What to produce: State how many lines of the listing below contain the string "horizon". Reply with the number alone.

○ ○ ○

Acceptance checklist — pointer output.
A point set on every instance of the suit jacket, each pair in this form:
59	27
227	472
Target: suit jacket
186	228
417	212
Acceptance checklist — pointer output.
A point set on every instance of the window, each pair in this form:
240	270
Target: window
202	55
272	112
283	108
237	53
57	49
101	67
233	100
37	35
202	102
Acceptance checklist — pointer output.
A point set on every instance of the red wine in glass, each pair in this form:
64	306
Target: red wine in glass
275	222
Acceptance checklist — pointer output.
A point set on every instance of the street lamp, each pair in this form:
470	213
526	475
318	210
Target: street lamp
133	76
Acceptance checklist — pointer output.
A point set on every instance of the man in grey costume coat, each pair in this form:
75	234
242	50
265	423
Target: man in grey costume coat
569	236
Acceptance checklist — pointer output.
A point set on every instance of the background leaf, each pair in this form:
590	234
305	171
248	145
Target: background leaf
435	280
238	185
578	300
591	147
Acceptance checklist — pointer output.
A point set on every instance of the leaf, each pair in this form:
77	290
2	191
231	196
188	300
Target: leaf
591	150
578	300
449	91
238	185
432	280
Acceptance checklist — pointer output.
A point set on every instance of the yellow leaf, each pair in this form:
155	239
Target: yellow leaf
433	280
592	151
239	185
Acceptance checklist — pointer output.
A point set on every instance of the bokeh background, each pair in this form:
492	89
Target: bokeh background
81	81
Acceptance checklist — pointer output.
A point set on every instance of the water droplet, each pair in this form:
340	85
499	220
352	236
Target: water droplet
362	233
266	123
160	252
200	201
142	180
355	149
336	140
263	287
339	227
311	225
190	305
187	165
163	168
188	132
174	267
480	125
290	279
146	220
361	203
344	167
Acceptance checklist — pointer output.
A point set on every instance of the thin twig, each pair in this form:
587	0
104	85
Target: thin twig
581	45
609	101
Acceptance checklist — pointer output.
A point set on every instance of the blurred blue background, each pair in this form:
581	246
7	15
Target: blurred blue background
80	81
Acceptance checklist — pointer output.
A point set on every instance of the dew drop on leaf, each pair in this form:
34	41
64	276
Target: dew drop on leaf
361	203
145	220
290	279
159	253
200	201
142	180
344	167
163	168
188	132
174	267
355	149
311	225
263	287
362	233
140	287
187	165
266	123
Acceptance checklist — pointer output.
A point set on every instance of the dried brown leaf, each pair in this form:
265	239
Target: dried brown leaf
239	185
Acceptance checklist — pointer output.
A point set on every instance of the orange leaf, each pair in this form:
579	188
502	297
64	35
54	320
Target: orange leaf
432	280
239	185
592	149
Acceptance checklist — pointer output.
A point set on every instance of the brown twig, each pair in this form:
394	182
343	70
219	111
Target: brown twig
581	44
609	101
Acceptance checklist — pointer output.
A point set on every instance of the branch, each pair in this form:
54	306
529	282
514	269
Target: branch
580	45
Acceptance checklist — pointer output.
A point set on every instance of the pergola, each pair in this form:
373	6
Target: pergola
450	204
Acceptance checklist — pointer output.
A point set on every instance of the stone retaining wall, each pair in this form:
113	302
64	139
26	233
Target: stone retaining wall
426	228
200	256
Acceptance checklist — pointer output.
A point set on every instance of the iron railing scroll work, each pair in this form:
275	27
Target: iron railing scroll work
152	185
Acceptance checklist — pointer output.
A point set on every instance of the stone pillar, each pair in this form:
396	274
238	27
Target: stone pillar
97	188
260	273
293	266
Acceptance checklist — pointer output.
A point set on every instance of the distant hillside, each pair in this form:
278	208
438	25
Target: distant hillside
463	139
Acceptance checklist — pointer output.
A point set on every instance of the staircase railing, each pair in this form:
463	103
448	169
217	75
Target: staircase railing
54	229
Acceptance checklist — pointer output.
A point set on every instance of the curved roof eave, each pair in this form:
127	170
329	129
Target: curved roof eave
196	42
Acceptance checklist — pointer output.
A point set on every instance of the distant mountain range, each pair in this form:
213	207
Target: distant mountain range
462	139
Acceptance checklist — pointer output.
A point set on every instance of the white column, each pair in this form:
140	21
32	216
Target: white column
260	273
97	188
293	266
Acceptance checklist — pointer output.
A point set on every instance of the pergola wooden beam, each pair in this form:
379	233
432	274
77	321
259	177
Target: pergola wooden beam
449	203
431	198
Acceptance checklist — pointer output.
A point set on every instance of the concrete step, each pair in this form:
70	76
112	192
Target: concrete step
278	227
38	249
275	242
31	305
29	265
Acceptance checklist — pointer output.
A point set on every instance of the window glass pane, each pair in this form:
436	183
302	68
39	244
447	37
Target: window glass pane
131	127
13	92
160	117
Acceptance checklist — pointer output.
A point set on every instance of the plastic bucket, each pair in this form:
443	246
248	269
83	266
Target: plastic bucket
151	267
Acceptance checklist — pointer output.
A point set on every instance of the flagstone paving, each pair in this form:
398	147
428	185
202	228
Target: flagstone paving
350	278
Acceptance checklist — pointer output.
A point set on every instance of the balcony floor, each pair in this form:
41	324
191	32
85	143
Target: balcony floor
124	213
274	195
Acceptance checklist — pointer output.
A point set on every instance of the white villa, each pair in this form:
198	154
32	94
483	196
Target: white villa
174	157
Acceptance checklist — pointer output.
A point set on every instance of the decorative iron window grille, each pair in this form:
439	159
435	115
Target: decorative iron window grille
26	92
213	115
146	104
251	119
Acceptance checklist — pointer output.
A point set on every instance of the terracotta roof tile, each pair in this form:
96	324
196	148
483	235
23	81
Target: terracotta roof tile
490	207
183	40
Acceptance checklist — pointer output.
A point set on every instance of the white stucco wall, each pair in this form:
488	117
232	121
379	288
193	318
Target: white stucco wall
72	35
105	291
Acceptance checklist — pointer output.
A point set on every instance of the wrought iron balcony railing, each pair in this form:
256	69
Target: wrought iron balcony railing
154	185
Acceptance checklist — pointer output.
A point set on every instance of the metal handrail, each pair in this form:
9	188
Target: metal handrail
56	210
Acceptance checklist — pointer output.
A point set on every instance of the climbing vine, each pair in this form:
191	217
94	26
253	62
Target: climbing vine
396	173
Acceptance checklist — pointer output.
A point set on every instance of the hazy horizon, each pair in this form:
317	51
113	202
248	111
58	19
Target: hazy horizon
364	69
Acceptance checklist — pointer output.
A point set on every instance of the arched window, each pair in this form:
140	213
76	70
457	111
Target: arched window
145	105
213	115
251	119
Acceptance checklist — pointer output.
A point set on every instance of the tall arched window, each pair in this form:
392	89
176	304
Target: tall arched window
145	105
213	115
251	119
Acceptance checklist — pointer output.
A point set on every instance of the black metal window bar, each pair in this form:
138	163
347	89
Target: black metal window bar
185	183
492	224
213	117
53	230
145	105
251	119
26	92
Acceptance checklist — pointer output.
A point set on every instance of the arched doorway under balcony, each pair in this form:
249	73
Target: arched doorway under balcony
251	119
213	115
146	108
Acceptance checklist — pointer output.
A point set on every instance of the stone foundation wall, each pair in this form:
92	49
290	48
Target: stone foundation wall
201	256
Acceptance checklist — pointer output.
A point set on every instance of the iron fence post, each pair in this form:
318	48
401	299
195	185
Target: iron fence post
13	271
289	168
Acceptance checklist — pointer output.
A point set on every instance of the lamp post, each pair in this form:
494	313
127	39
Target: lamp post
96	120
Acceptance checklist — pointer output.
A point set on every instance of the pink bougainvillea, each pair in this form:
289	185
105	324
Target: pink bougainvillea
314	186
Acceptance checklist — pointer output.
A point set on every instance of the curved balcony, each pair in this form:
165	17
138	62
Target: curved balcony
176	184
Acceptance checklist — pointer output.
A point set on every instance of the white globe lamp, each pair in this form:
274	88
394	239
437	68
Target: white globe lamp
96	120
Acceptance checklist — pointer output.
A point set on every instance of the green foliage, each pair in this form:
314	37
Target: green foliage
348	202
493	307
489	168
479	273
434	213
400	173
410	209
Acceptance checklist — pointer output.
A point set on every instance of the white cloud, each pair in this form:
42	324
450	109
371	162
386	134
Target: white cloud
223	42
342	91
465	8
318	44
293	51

○ ○ ○

Result below: 2